**EXTRACT PROVIDED**.
_ _ _
Rideau Hall, Thursday, April 10, 2003
This is now the fourth time I’ve had the occasion to welcome all of you to the Michener Award for Journalism and the presentation of the Michener-Deacon Fellowship. And I’m pleased to welcome you to Rideau Hall, especially as these awards are so closely tied to the Office of the Governor General.
Roland and Nora Michener inaugurated this award in 1970 in commemoration of their daughter, Wendy, after her sudden and premature death. A number of us were fortunate enough to have known her during her highly successful career as a journalist. Even though she was still in her thirties, she had already made her mark as a remarkable journalistic force.
And it is also fitting that the Michener Award should be given for the public benefit that is generated by journalistic work. This award is about public service – it’s about public service in journalism, just as the Order of Canada is about public service generally to the nation and the Bravery Awards are about outstanding acts selflessly done. In addition, the Michener Award recognizes the newspapers, magazines and networks that, through their support of the articles and series being honoured tonight, have shown their commitment to the public good. Without these organizations, it is doubtful whether much of the journalistic effort could have been pursued, let alone appear in public.
Anyone who has worked for a journalistic organization knows that there cannot be simply a writing of an article and its production without a host of other people in the background: first of all, the assignment editor, then the managing editor, then the editor. They all become involved, particularly if the stories are long committed ones taking up resources as well as many, many column inches.
All of the stories that we are honouring tonight have this in common – the commitment of an organization and everyone working for it to allow the journalists to tell a story. A story that, in every case, has created change for the better. Whether it’s a story about the failings of a child welfare system on an Aboriginal reserve or about straightforward political corruption, or the spiralling cost of drugs, or the shame of homelessness, or the injustices of racial profiling – the sustained ability to stick with these stories is what has made them effective and ultimately agents of change.
All the six finalists tonight represent investigative journalism. Usually in teams, they have uncovered the proverbial cans of worms oozing into our bureaucracies or into the fabric of our society as a whole. All six finalists have every right tonight to be nominated for the Michener Award. Having read their work, I can say that they show the finest levels of integrity and hard work and doggedness. They show us how freedom of speech really matters to us and how that freedom commits editors and publishers to public service.
_ _ _
**DATASET CONTENT**.
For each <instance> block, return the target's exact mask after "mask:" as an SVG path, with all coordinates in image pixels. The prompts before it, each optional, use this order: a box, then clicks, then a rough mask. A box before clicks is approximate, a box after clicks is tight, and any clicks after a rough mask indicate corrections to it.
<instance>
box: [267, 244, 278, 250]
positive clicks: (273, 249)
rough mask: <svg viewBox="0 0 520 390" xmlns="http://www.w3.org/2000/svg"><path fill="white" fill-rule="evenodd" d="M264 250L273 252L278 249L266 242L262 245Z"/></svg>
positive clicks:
_ _ _
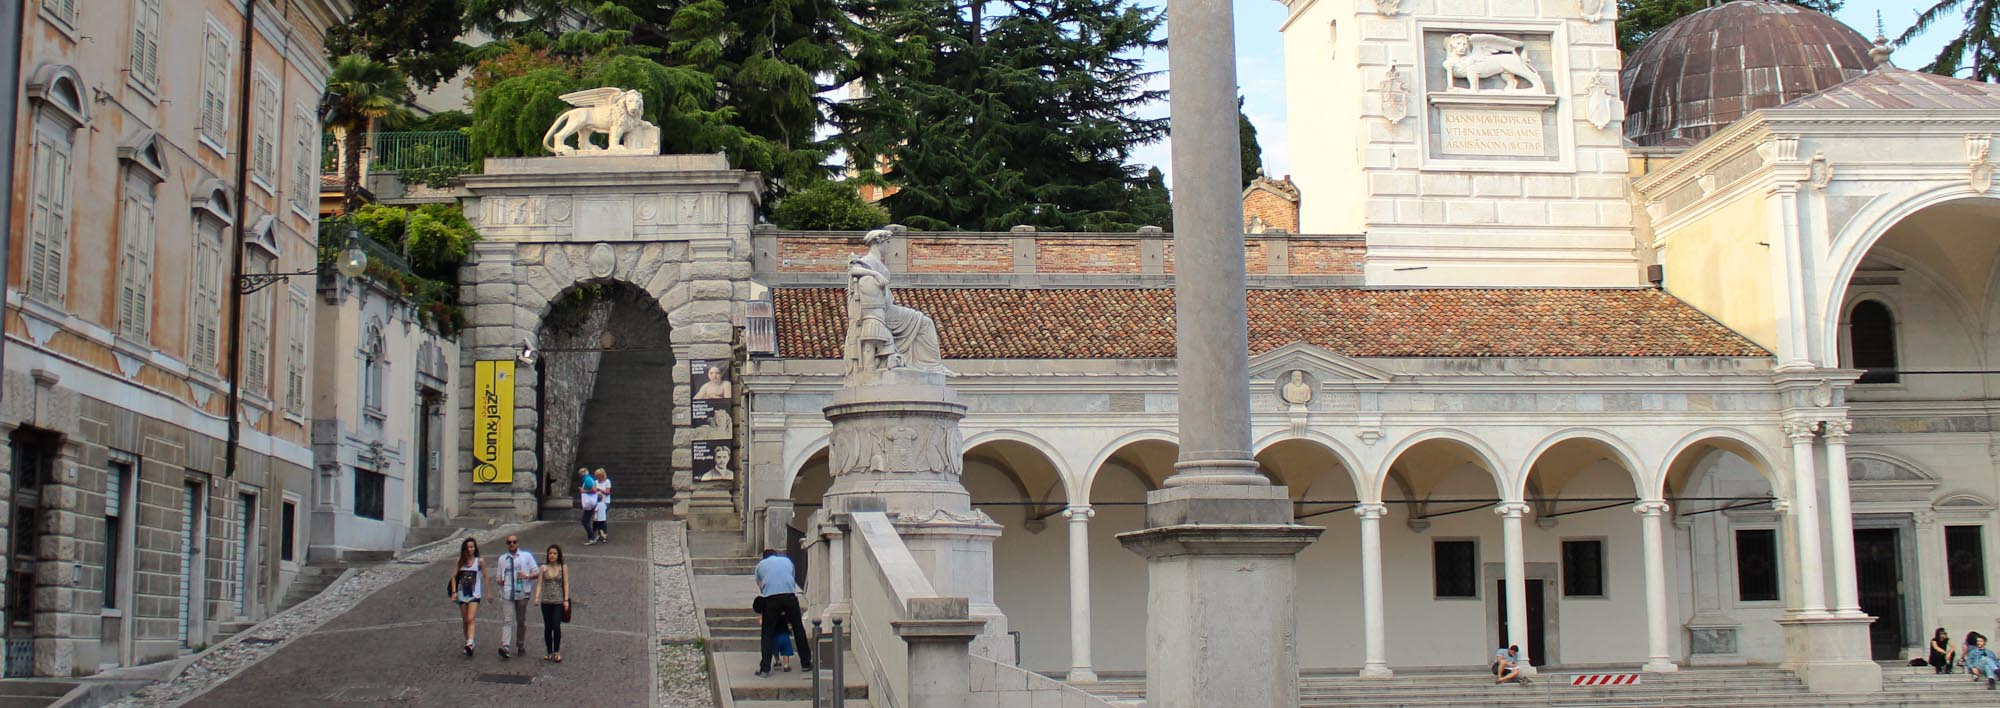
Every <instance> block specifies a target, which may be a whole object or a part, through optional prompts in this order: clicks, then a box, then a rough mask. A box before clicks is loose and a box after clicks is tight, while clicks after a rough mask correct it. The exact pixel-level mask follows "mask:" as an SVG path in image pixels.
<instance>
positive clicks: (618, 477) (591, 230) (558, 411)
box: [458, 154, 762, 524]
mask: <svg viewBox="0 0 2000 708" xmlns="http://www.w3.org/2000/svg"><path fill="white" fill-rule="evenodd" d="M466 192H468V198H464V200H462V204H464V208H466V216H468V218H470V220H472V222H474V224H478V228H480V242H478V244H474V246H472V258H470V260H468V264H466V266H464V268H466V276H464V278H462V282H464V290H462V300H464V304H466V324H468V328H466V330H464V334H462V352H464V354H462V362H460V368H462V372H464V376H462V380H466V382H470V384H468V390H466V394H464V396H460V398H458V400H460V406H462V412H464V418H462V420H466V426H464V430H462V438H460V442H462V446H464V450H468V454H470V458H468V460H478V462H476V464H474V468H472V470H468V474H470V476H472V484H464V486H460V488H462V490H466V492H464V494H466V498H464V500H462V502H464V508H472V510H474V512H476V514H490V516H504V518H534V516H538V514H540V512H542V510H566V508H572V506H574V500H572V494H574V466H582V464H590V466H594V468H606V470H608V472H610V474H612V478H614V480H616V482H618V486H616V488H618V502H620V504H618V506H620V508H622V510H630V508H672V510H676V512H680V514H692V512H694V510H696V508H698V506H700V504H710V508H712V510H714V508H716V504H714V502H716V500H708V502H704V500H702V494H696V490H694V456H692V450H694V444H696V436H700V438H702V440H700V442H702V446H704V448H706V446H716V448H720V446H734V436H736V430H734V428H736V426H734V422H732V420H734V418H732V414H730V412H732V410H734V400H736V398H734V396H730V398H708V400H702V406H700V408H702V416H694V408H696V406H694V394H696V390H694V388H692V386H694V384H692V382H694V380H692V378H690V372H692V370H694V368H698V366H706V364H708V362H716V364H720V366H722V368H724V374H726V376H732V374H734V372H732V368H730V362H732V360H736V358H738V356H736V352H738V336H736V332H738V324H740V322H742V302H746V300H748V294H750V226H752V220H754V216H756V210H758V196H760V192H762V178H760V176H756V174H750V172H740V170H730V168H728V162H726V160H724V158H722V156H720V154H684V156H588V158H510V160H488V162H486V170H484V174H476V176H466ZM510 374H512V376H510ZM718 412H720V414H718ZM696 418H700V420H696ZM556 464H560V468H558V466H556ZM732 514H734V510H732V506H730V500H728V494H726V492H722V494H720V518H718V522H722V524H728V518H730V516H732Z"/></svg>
_ _ _
**INSTRUCTION A**.
From the Michener Award speech, set down the passage that begins at the words "Rideau Hall, Thursday, April" and ends after the words "remarkable journalistic force.".
**INSTRUCTION B**.
From the entries, extract the lines verbatim, beginning at the line that contains "For each <instance>" and ending after the line that contains "positive clicks: (273, 249)".

**TASK RESPONSE A**.
Rideau Hall, Thursday, April 10, 2003
This is now the fourth time I’ve had the occasion to welcome all of you to the Michener Award for Journalism and the presentation of the Michener-Deacon Fellowship. And I’m pleased to welcome you to Rideau Hall, especially as these awards are so closely tied to the Office of the Governor General.
Roland and Nora Michener inaugurated this award in 1970 in commemoration of their daughter, Wendy, after her sudden and premature death. A number of us were fortunate enough to have known her during her highly successful career as a journalist. Even though she was still in her thirties, she had already made her mark as a remarkable journalistic force.

**TASK RESPONSE B**.
For each <instance> block, return the target's exact mask after "mask:" as an SVG path, with all coordinates in image pixels. The prompts before it, each optional, use this order: a box, then clicks, then a rough mask. A box before clicks is approximate, a box after clicks is tight, and any clicks after a rough mask indicate corrections to it.
<instance>
box: [267, 244, 278, 250]
positive clicks: (273, 249)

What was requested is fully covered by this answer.